**WHAT TO PRODUCE:** Extend the blog post on scientific knowledge and the nature of God, beginning after its final sentence.

**DOCUMENT SEGMENT:**
Saturday, September 22, 2012

Scientific Knowledge and the Nature of God

This week I read an article on Livescience.com [1] that suggests that scientists would eventually understand everything and, by that fact, there would be no room for God.  To put this into a historical perspective, supernatural powers have been invoked as the cause for anything that could not be answered.  Two thousand years ago, God was responsible for just about everything: for the weather, the quality of the harvests, for plagues, good health, and for winning or losing battles.  Even into modern times, a common perception was that God was a grandfatherly figure living in Heaven who meted out rewards and punishment.  As human knowledge increased and science proceeded to explain many of the mysteries of existence, God’s role in everyday life diminished.

Today, scientists are making new discoveries that continue to diminish the mystery.  Astronomers with the power of the Hubbell Telescope and other modern tools probe to within a few hundred million years of the Big Bang and continue to add to the understanding of the workings of the universe.  Physicists recently discovered the Higgs Boson, the final missing particle in the Standard Model, the model which describes the building blocks for matter and the fabric of the universe.  Yet, as Natalie Wolchover reports in the referenced article, physicists can describe the universe going all the way back to an infinitesimal fraction of a second after the Big Bang, but can’t describe the state of the Universe at the zero point or, for that matter, what existed before the zero point.  Physicists are attempting to create models in the hopes of answering that very question, and current physical theories already allow for an infinite number of universes, together which comprise the multiverse.

(Data items)

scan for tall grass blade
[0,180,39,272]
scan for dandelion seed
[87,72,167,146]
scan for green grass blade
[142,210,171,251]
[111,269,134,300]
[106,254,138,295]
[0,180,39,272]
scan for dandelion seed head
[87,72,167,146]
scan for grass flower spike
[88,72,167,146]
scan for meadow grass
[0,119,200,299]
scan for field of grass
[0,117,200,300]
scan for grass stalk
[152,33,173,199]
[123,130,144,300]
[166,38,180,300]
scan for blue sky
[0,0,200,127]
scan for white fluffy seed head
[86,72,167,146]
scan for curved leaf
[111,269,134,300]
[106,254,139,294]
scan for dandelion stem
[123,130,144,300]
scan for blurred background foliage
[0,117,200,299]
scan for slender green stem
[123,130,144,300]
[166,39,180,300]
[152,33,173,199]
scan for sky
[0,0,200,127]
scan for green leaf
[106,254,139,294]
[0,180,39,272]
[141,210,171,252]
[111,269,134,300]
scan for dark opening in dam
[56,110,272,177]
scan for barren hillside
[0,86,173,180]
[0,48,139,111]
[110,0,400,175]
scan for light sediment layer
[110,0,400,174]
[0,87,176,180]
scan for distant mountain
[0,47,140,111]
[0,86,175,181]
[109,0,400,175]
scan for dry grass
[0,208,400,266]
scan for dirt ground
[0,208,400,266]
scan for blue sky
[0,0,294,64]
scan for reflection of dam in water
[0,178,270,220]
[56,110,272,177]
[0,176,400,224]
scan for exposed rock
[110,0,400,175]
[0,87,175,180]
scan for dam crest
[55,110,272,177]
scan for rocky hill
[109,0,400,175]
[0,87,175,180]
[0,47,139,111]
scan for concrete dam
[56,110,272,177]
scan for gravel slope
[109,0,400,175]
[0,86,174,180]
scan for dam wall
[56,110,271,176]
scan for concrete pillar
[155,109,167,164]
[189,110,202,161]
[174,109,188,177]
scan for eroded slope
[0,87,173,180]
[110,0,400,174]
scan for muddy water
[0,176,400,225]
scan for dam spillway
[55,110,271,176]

**RESULT BELOW:**
The phenomenon of life continues to be a great mystery.  Despite their modern understanding, no one has been able to create life in a test tube from inanimate matter.  Likewise, there is no universally accepted theory for the emergence of the very first life forms from non-living matter.  That by no means suggests that biologists won’t unlock that mystery in the future.  Even if biologists determine how life emerged and, for that matter, learn how to create life in the laboratory, there will still be deeper mysteries to investigate.  Even if physicists come up with a universally accepted theory for how the Big Bang happened and what the state of affairs was before the birthing event of the Universe, there will still be unanswerable questions, two major ones being “where did the multiverse come from?” and “why are we here?”

I have no doubt that scientists will continue to unravel these mysteries.  And every time a major discovery is made in science, new mysteries are encountered.  I do not believe that their journey of discovery will rule out the existence of God.  To put this into perspective: before Copernicus, Galileo, and Newton, the world was believed to be flat, the Sun, Moon, and Stars revolved around the earth, and God in Heaven was “up there” in the sky.  Learning that the world was round and was no longer the center of the Universe did not disprove the existence of a Higher Power.  As scientists continue to learn how amazing the Universe is and how amazing the phenomenon of life is, it speaks of how immense reality is.  It makes the answers to the existential questions grander.  Even one who doubts the existence of a Higher Power can look at the Universe, the order of natural law, our remarkable planet, and the spark of life on that planet, grasping the true miracle of our existence.